What to produce: Put each line of the records below into a Markdown table with two columns, Row and Line, where Row numbers the lines in order and Line holds the text of each one. Leave out any blank lines.

Dataset excerpt:
start
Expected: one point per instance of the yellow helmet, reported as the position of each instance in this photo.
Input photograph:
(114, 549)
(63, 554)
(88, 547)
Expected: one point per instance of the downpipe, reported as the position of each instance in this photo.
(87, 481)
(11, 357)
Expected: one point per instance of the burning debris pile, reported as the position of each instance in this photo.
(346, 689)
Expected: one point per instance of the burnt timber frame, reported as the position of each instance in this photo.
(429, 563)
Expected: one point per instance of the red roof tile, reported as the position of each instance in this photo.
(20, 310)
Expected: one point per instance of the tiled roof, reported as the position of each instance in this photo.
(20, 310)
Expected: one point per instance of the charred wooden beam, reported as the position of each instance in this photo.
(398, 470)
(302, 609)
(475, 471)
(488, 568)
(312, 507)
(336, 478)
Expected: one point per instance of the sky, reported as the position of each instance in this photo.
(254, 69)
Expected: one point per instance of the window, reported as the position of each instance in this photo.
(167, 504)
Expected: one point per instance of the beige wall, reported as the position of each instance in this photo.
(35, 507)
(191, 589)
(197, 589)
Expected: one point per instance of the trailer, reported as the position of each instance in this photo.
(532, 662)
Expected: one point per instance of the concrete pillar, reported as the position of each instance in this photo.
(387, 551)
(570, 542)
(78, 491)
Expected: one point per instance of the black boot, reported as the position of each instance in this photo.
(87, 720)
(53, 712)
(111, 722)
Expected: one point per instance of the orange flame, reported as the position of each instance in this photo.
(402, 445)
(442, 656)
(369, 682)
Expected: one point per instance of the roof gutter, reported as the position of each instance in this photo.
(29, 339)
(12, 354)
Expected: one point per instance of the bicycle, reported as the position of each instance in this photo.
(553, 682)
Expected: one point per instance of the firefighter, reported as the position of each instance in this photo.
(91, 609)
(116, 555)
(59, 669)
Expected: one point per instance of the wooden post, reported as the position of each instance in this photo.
end
Response:
| Row | Line |
|---|---|
| 1 | Expected: one point per instance of the yellow helmet, reported as the position of each instance in this photo. |
| 2 | Input photograph: |
| 3 | (114, 549) |
| 4 | (63, 554) |
| 5 | (88, 547) |
| 6 | Expected: one point per instance of the downpipe, reported as the position of each instance in this photo. |
| 7 | (87, 481) |
| 8 | (11, 357) |
| 9 | Expected: one point per instance of the burning debris pile, reported as the position of each instance in this photo. |
| 10 | (346, 689) |
| 11 | Expected: one point per instance of the burnt timber frame, reported as the position of each instance in this photo. |
| 12 | (429, 563) |
| 13 | Expected: one point per instance of the red roof tile, reported as the position of each instance in this photo. |
| 14 | (20, 310) |
| 15 | Expected: one point per instance of the tiled roof, reported as the position of each instance in this photo. |
| 16 | (20, 310) |
| 17 | Expected: one point per instance of the charred wooden beam, reported as the position of each instance in this photo. |
| 18 | (398, 470) |
| 19 | (302, 609) |
| 20 | (475, 471) |
| 21 | (488, 568) |
| 22 | (312, 507) |
| 23 | (336, 478) |
| 24 | Expected: one point per instance of the sky, reported as the position of each instance in this photo. |
| 25 | (254, 69) |
| 26 | Expected: one point per instance of the window, reported as the position of each instance in this photo. |
| 27 | (167, 504) |
| 28 | Expected: one point per instance of the beige wall, reported as the position of each instance in this photo. |
| 29 | (35, 507) |
| 30 | (191, 589) |
| 31 | (197, 589) |
| 32 | Expected: one point per instance of the trailer, reported as the position of each instance in this photo. |
| 33 | (532, 662) |
| 34 | Expected: one point per instance of the concrete pillar, reported as the position of each instance in this photo. |
| 35 | (387, 551) |
| 36 | (570, 542) |
| 37 | (78, 491) |
| 38 | Expected: one point per instance of the black boot, reported as the position of each instance in this photo. |
| 39 | (87, 720) |
| 40 | (53, 712) |
| 41 | (111, 722) |
| 42 | Expected: one point per instance of the orange flame, reported as the position of each instance in this photo. |
| 43 | (402, 445) |
| 44 | (442, 656) |
| 45 | (369, 682) |
| 46 | Expected: one point per instance of the roof gutter, reported as the position of each instance in this photo. |
| 47 | (29, 339) |
| 48 | (12, 354) |
| 49 | Expected: one point per instance of the bicycle, reported as the position of each instance in this photo. |
| 50 | (553, 682) |
| 51 | Expected: one point per instance of the firefighter, reported as the position of each instance in this photo. |
| 52 | (91, 609) |
| 53 | (116, 555) |
| 54 | (59, 669) |
| 55 | Expected: one point per instance of the wooden post, reported as the position of each instance in this photo. |